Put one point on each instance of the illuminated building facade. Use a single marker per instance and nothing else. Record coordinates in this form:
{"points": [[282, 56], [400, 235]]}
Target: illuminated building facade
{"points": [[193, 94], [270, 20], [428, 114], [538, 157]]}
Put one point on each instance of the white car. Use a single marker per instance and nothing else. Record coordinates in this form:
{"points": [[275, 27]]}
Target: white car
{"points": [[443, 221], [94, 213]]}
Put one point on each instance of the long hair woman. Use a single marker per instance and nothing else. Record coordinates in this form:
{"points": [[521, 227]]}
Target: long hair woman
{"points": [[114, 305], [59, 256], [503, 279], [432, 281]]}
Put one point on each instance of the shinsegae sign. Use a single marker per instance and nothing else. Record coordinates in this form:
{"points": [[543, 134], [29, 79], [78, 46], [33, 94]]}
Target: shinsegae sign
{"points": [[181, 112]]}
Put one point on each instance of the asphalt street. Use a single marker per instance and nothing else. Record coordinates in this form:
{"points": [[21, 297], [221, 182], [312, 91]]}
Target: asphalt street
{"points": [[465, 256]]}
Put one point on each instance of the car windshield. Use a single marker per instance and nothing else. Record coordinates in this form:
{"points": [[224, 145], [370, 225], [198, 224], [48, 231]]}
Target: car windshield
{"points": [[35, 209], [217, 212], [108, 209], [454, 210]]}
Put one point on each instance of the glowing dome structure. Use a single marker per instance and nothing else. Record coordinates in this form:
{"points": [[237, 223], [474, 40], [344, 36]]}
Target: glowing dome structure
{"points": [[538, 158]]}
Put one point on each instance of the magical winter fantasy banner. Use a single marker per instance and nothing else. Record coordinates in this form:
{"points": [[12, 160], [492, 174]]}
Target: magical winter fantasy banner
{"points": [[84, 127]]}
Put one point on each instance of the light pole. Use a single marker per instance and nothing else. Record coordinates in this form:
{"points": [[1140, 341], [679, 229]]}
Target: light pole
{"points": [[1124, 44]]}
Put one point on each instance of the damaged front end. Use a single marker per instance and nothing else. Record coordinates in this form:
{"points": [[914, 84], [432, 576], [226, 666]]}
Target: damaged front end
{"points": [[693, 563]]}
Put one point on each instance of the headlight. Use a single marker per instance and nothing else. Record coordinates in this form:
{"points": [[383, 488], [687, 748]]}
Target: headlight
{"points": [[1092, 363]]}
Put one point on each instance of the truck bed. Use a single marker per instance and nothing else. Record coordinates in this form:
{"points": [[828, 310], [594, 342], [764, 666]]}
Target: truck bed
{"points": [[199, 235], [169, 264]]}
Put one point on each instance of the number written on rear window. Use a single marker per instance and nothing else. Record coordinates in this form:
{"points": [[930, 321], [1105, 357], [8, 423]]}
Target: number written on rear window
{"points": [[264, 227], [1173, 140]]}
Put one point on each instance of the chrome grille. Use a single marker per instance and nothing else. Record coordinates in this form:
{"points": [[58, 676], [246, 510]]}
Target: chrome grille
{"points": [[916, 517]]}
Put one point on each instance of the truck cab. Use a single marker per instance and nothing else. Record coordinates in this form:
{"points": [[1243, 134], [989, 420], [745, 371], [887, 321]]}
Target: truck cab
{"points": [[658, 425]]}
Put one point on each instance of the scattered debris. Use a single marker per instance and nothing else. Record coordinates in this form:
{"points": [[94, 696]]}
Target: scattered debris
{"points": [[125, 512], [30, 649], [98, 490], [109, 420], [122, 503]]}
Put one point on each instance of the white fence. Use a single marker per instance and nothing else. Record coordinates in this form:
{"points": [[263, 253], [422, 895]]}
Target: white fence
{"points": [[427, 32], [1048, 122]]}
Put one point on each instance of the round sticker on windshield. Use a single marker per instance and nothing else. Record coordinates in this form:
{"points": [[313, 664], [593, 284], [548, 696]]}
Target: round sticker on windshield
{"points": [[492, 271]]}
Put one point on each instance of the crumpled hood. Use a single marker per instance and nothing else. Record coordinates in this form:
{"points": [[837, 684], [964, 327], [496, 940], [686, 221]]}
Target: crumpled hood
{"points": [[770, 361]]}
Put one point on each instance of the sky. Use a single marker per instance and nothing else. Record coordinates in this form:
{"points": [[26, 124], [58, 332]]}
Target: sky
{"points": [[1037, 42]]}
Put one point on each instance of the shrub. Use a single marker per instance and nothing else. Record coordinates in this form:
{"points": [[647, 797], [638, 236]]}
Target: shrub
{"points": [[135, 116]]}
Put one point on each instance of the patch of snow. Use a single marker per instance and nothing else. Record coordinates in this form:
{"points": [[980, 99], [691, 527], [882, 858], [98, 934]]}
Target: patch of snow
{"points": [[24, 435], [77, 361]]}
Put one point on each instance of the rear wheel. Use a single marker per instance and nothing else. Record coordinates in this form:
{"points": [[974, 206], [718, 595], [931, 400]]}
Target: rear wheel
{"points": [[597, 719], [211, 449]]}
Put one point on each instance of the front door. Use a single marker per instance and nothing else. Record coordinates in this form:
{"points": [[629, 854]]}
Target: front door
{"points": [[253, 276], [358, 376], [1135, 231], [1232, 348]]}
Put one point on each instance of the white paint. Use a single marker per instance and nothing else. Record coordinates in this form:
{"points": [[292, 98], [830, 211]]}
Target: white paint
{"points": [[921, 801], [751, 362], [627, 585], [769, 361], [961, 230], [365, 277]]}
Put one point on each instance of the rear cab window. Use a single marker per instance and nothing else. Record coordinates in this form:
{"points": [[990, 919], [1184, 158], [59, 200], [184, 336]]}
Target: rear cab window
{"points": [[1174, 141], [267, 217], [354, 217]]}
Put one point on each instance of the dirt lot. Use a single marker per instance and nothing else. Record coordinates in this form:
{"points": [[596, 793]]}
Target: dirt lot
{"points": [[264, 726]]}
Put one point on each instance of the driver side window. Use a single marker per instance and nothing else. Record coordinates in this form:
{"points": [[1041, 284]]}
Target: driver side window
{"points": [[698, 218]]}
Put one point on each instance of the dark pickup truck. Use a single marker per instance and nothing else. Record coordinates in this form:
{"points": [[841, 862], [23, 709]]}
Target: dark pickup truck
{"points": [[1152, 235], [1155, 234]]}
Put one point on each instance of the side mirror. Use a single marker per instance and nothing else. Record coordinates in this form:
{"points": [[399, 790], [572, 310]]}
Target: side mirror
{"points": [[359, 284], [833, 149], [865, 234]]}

• • • • •

◆ INSTRUCTION:
Repeat word for word every line from the one that holds "Put one point on each instance of the front" to the end. Both ends count.

◆ OUTPUT:
Put one point on each instance of the front door. Use a single marker per instance and nothing else. Record coordinates in this form:
{"points": [[629, 854]]}
Target: front door
{"points": [[253, 276], [358, 376], [1135, 231], [1232, 348]]}
Put one point on each instance of the white paint. Use a single marker per instance and nothing else. Record coordinates in this form:
{"points": [[292, 98], [830, 211]]}
Target: white paint
{"points": [[921, 801], [751, 362], [627, 585], [769, 361], [961, 230], [365, 277]]}
Put one point on each instance of the rear cab window. Use a single marker per instance and nothing else. Record coordinates in this form:
{"points": [[990, 919], [1184, 158], [59, 200], [184, 336]]}
Target: rear cab window
{"points": [[1174, 141], [267, 217], [354, 217]]}
Put one point on each instance of the dirt lot. Use a single marker per instance and nothing else. Record coordinates in this form:
{"points": [[596, 793]]}
Target: dirt lot
{"points": [[264, 726]]}
Put one point on each instance of the driver side window. Use a single marker per instance and nothing else. Record coordinates in this form:
{"points": [[1041, 284]]}
Target: driver side window
{"points": [[698, 218]]}
Put one point on each instance of the dark pickup truck. Use a single marker per instance and nothing else. Record coordinates in this form:
{"points": [[841, 862], [23, 709]]}
Target: dark pickup truck
{"points": [[1152, 235], [1155, 234]]}
Put one point on each instance of the side mirror. Use a single marker per instance and nothing else. Record coordinates in this form:
{"points": [[399, 790], [572, 310]]}
Target: side mirror
{"points": [[359, 284], [833, 149], [865, 234]]}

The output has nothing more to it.